• Work item
Below are some records. Print exactly the lines between the one holding "Tag every instance of the vertical" and the one holding "Tag every instance of the small", inclusive, and nothing else.

BEGIN Raw data

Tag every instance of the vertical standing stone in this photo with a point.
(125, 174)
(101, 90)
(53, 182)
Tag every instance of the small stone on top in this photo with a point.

END Raw data
BEGIN Raw data

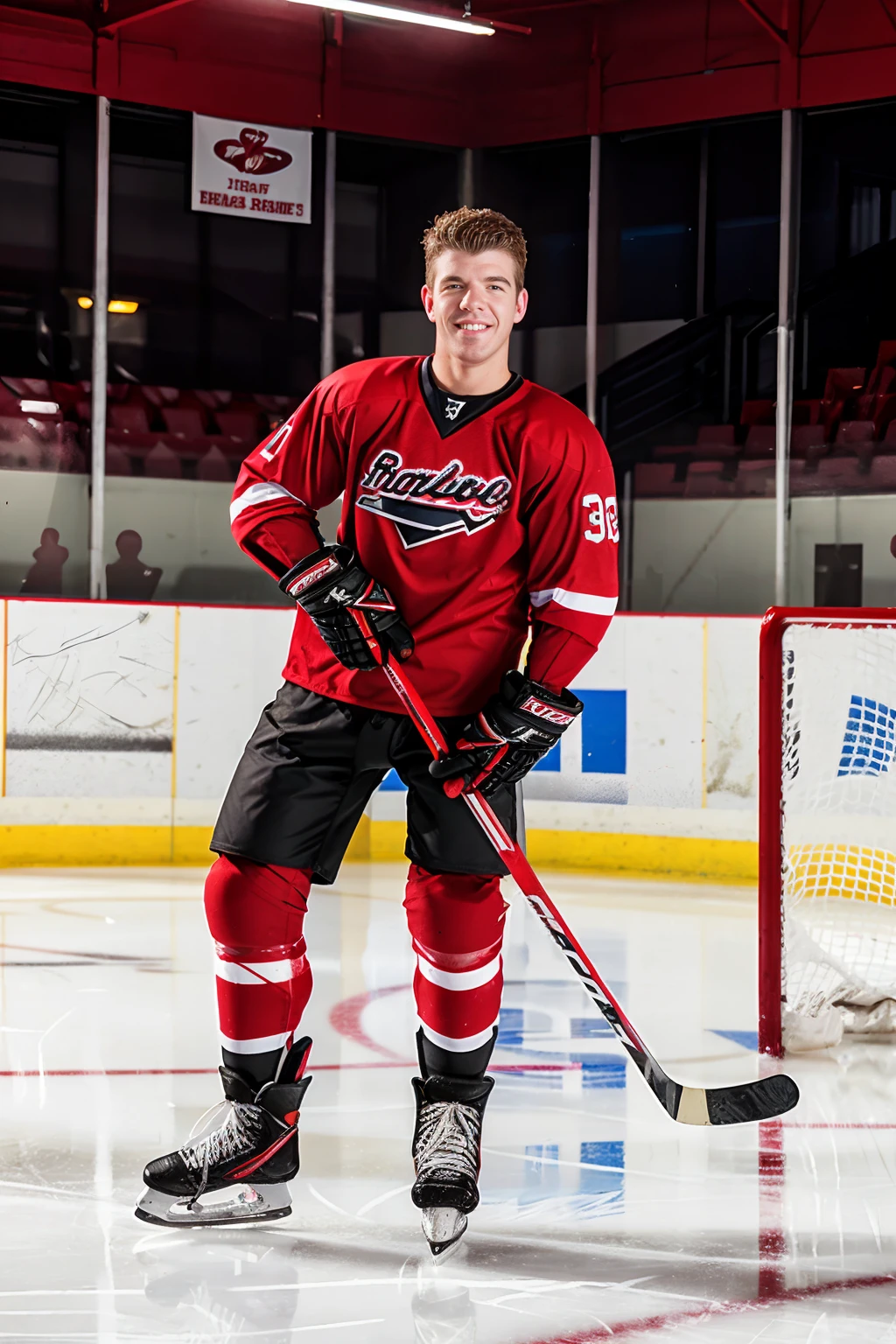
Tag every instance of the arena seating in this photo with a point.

END Raw data
BEGIN Raw data

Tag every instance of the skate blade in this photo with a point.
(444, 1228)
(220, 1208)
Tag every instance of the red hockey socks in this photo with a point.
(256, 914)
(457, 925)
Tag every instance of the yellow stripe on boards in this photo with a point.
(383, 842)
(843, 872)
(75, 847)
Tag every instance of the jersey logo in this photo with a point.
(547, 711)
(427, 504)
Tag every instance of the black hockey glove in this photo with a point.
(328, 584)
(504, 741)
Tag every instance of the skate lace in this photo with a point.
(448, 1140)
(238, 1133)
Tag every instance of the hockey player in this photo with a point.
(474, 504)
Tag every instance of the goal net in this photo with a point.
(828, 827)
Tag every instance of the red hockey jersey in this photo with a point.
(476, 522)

END Raw data

• Response for this exercise
Tag every instance of the vertical standing stone in this photo with a point.
(125, 174)
(101, 90)
(53, 182)
Tag every instance of the small stone on top in this photo with a point.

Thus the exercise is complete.